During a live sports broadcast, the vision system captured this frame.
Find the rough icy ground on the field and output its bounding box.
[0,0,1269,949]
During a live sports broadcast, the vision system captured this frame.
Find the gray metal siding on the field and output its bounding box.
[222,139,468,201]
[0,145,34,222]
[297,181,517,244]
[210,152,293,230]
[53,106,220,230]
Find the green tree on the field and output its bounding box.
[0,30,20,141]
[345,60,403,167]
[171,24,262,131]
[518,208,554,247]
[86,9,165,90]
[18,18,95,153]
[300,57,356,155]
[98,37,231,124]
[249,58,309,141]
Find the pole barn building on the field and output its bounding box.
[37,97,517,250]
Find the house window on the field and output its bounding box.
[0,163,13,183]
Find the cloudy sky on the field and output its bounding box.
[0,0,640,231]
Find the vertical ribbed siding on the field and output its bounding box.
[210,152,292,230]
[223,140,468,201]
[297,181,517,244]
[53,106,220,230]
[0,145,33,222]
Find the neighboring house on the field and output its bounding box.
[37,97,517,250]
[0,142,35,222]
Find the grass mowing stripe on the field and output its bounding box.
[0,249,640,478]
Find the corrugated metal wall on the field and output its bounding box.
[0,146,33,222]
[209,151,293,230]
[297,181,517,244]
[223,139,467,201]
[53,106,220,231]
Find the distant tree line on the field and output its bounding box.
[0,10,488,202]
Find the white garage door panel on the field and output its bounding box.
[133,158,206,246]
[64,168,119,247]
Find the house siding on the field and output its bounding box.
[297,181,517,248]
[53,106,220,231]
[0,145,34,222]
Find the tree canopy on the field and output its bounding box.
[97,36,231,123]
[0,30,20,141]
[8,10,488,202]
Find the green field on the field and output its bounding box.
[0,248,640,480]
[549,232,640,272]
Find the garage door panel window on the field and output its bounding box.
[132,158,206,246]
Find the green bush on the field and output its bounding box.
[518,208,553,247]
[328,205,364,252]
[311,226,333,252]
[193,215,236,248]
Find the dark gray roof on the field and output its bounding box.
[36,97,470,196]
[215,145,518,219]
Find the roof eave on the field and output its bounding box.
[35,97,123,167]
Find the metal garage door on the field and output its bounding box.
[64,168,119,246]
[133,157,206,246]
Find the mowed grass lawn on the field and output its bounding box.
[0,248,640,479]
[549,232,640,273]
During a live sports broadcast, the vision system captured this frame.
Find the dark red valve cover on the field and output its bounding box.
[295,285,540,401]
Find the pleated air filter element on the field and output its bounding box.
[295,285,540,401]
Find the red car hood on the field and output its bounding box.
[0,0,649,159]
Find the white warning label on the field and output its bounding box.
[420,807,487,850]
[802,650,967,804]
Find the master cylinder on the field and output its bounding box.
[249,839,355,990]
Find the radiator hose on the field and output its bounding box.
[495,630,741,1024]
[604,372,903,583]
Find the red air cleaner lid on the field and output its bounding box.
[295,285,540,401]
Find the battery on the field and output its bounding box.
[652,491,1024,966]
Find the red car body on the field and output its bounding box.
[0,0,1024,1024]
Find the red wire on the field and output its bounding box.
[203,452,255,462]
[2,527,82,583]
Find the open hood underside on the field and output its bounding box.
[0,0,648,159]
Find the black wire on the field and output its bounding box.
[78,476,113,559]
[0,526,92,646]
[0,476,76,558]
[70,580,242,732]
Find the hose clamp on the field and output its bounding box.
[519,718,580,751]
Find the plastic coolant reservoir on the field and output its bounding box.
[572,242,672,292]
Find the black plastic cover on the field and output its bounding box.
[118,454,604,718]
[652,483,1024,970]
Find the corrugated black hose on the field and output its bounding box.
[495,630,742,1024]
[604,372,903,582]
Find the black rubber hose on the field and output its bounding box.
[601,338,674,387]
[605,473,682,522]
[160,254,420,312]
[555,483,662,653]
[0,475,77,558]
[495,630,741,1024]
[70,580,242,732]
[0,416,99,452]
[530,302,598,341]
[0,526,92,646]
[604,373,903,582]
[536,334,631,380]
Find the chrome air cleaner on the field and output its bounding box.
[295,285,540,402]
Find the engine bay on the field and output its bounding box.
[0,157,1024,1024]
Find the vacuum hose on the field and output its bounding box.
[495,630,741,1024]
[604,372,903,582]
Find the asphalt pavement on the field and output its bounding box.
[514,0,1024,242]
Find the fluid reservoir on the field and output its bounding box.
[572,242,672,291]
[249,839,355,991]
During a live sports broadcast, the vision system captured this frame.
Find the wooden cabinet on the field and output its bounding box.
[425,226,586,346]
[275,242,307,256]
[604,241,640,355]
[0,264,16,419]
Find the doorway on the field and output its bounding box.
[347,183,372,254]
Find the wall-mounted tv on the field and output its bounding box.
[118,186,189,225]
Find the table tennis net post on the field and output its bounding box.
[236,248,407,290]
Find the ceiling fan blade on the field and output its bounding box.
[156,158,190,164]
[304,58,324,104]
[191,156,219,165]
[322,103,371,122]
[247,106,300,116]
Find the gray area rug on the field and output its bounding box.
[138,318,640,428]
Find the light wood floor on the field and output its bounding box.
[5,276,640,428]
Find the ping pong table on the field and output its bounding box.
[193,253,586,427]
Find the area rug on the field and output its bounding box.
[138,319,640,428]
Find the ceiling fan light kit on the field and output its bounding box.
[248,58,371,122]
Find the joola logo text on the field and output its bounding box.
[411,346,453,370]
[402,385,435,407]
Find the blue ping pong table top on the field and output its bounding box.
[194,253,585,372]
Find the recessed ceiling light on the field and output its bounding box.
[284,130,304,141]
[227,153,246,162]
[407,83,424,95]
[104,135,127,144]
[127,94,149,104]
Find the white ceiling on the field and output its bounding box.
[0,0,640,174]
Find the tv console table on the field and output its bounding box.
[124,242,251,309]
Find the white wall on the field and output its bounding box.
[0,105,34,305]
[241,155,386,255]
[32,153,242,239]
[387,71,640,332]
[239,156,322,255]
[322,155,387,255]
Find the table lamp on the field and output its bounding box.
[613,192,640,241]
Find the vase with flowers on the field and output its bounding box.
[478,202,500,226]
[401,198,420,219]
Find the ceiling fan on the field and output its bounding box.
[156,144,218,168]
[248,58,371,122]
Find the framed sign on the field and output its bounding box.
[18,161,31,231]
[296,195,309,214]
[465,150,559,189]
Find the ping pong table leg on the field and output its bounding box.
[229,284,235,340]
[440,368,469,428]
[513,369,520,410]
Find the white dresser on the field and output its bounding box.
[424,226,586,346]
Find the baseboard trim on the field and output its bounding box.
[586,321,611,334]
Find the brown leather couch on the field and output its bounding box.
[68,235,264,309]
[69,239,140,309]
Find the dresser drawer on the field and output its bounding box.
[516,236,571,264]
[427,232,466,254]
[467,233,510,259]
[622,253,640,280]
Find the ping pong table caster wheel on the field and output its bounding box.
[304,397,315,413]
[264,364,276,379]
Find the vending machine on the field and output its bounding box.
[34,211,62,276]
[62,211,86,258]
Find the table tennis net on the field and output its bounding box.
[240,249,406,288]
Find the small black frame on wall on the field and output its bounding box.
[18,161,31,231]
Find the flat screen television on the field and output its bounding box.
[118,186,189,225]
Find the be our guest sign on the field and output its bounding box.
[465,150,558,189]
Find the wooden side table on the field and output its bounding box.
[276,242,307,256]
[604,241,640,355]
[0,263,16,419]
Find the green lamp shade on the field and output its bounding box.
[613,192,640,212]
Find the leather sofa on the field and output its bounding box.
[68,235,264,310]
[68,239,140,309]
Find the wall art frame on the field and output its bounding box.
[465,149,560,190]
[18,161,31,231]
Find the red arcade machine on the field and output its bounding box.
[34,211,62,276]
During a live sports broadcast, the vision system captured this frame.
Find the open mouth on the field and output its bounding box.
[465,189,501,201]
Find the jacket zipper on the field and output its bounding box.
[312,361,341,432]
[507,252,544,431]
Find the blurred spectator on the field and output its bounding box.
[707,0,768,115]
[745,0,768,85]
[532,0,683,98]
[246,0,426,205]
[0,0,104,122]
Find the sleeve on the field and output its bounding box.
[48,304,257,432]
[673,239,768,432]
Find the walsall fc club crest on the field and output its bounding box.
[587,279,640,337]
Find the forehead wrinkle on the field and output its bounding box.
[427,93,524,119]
# # #
Stated problem
Starting at the line that has "Find the wall-mounted" and ending after the line that has "[0,0,640,174]", recast those lines of the records above as a JSON list of strings, one string per line, leaving out any blank lines.

Correct response
[
  "Find the wall-mounted tv on the field and output its bounding box.",
  "[118,186,189,225]",
  "Find the table tennis net post on the field and output its bounding box.",
  "[236,248,407,290]",
  "Find the ceiling fan blade on the field and output its bounding box.",
  "[156,158,190,164]",
  "[304,58,324,104]",
  "[191,156,219,165]",
  "[322,103,371,122]",
  "[247,106,300,116]",
  "Find the gray area rug on the field and output its bounding box.",
  "[138,318,640,428]",
  "Find the light wood floor on the field and output its bounding box.",
  "[5,276,640,428]",
  "Find the ping pong table on the field and output its bounding box.",
  "[193,253,586,427]",
  "Find the area rug on the field and output its bounding box.",
  "[138,319,640,428]",
  "Find the ceiling fan light kit on the field and output its bounding box.",
  "[248,58,371,122]",
  "Find the joola logo text on the field and output its bounding box.",
  "[411,346,453,370]",
  "[402,385,435,407]",
  "Find the blue ping pong table top on the field and output its bounding box.",
  "[194,253,585,372]",
  "Find the recessed ceiling light on the field and output its bounding box.",
  "[284,130,304,141]",
  "[227,153,246,162]",
  "[407,83,424,95]",
  "[104,135,127,144]",
  "[127,94,149,104]",
  "Find the white ceiling on the field and output its bounding box.",
  "[0,0,640,174]"
]